Problem statement —
Could you arrange the lines below, from the one containing "[pin] meat fiber" through the end of the items, as a JSON list of strings with one string per line? Skip blank lines and leave the pictures out.

◇ ◇ ◇ ◇ ◇

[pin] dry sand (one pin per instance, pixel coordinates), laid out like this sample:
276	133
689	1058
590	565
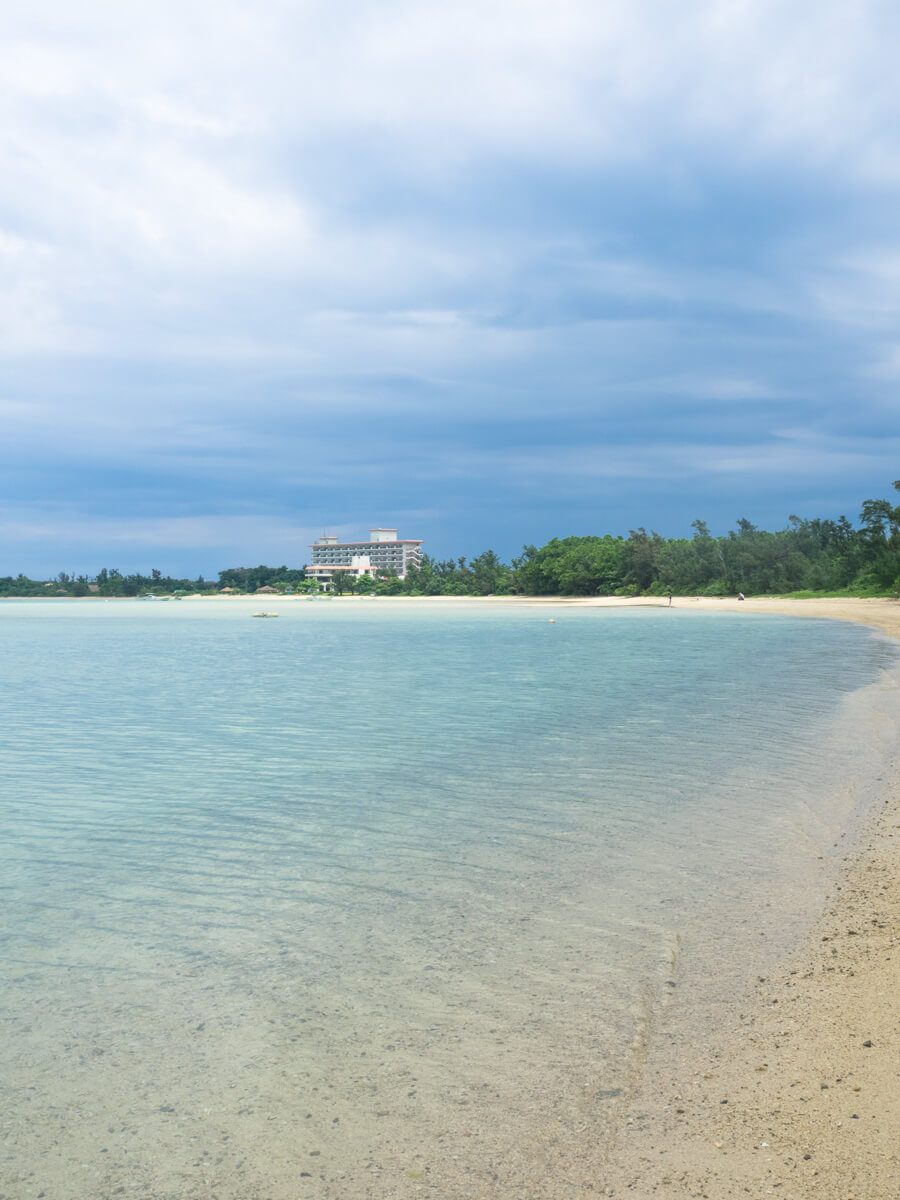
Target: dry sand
799	1096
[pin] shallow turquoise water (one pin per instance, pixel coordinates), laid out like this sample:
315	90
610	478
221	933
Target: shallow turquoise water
406	869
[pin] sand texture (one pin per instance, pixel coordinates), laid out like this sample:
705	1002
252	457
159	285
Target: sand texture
799	1096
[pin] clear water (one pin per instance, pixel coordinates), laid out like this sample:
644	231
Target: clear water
388	899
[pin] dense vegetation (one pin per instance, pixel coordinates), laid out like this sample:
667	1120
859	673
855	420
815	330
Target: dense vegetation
808	556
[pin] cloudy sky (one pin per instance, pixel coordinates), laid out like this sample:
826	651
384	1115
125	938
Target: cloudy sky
491	271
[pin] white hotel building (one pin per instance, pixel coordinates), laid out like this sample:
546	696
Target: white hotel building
383	552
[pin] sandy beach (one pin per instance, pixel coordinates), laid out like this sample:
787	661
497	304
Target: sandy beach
799	1096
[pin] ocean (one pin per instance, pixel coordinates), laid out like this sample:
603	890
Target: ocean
393	898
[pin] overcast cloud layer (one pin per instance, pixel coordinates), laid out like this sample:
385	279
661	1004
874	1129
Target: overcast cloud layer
485	271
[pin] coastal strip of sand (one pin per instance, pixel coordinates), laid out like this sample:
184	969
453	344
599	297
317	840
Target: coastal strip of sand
799	1096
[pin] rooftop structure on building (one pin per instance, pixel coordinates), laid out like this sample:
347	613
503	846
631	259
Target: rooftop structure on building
383	552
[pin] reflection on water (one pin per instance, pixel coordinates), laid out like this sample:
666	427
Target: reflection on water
385	899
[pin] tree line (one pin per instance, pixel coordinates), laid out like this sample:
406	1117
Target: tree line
809	556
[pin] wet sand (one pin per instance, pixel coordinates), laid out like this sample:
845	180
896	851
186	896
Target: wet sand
798	1096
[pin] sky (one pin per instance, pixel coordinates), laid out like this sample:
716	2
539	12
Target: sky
487	271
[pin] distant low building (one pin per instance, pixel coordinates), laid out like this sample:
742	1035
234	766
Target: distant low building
383	552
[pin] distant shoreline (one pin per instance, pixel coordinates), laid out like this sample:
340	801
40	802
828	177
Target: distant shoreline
879	612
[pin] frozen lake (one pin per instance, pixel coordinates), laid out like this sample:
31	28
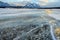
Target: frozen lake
20	23
14	17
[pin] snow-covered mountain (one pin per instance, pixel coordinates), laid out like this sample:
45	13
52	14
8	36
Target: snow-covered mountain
2	4
32	5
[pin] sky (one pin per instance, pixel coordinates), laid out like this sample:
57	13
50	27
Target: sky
41	2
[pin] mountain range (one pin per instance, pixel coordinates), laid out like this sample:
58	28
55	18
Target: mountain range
26	5
3	4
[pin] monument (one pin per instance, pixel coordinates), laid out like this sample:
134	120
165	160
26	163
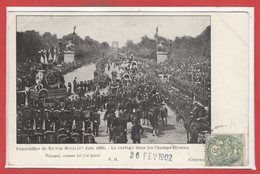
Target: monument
161	51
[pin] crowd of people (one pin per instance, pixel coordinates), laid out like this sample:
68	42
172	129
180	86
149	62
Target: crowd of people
76	119
130	97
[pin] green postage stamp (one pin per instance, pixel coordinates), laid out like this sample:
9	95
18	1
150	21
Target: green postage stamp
225	150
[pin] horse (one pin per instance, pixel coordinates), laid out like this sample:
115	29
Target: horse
110	118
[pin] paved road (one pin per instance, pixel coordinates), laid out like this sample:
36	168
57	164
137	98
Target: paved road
174	133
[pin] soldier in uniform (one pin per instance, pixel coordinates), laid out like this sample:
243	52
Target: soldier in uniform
119	128
68	139
136	131
96	123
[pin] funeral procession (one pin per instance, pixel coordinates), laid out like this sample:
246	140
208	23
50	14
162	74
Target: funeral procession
127	81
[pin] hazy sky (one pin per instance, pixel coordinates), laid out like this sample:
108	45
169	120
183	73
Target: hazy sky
118	28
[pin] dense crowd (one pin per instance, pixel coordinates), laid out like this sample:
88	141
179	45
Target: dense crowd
130	97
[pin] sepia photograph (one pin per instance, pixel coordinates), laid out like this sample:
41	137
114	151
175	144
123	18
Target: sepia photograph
113	79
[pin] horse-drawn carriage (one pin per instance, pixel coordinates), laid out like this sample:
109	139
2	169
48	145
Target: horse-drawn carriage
50	85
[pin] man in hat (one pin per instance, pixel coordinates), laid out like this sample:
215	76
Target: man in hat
96	123
120	127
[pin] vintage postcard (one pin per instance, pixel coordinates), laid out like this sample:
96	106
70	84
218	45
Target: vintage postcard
146	88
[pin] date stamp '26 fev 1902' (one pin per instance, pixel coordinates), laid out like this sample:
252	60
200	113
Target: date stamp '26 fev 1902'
224	150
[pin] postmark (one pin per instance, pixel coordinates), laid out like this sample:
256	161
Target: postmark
224	150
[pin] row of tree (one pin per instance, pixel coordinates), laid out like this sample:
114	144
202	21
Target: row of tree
29	43
179	49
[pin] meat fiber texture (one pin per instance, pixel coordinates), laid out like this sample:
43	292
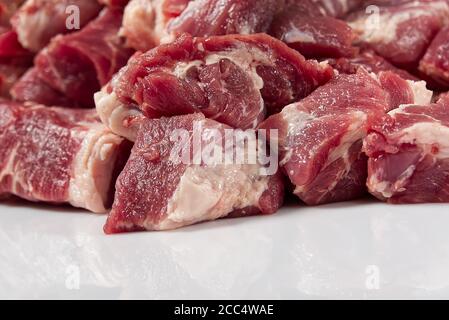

◇ ◇ ◇ ◇ ◇

Response to this exercise —
[
  "[pin] meat fiber texture (one pin per instance, pixel coordinates), laid out like this sample:",
  "43\t292"
]